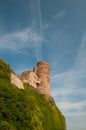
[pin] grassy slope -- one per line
(25, 109)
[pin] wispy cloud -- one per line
(36, 18)
(20, 41)
(70, 88)
(59, 14)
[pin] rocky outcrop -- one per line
(16, 81)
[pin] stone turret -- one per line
(43, 72)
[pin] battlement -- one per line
(38, 78)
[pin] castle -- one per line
(38, 78)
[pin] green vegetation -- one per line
(26, 109)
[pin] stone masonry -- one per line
(39, 78)
(16, 81)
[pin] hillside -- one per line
(26, 109)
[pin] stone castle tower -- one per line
(38, 78)
(43, 72)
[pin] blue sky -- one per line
(52, 31)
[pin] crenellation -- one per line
(39, 78)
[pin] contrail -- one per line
(37, 25)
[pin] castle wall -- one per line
(31, 78)
(43, 73)
(16, 81)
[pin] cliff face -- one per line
(25, 109)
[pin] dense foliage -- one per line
(25, 109)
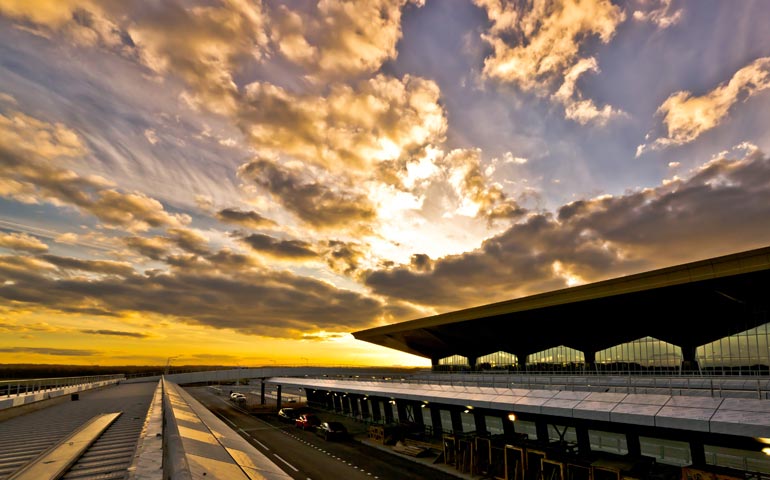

▸ Directions for this task
Render every line of the entries above as a Markdown table with the columns n and Line, numbering the rows and skipping blank lines. Leave the pictures out of the table.

▸ Output of the task
| n | Line |
|---|---|
| 1 | [pin] grassy slope -- one per line |
| 2 | (25, 109) |
| 3 | [pin] wispy cloud -- one per line |
| 4 | (36, 18) |
| 5 | (20, 41) |
| 6 | (70, 88) |
| 7 | (59, 14) |
| 8 | [pin] rocky outcrop -- one per line |
| 9 | (16, 81) |
| 10 | [pin] stone turret -- one per line |
| 11 | (43, 72) |
| 12 | [pin] battlement -- one per line |
| 13 | (38, 78) |
| 14 | [pin] castle -- one per line |
| 15 | (38, 78) |
| 16 | [pin] green vegetation -- one per line |
| 17 | (26, 109) |
| 18 | [pin] stone masonry -- one per line |
| 19 | (39, 78) |
| 20 | (16, 81) |
| 21 | [pin] hillside -- one per line |
| 22 | (26, 109) |
| 23 | [pin] stone castle tower -- one per line |
| 24 | (38, 78) |
| 25 | (43, 72) |
| 26 | [pin] blue sky -- one per line |
| 27 | (52, 31) |
| 28 | [pin] crenellation -- one per line |
| 29 | (39, 78) |
| 30 | [pin] contrail -- one per line |
| 31 | (37, 25) |
| 32 | [pin] castle wall -- one per line |
| 33 | (31, 78) |
| 34 | (43, 73) |
| 35 | (16, 81) |
| 36 | [pin] cliff face -- one per line |
| 37 | (25, 109) |
| 38 | [pin] dense foliage -- one per line |
| 39 | (25, 109) |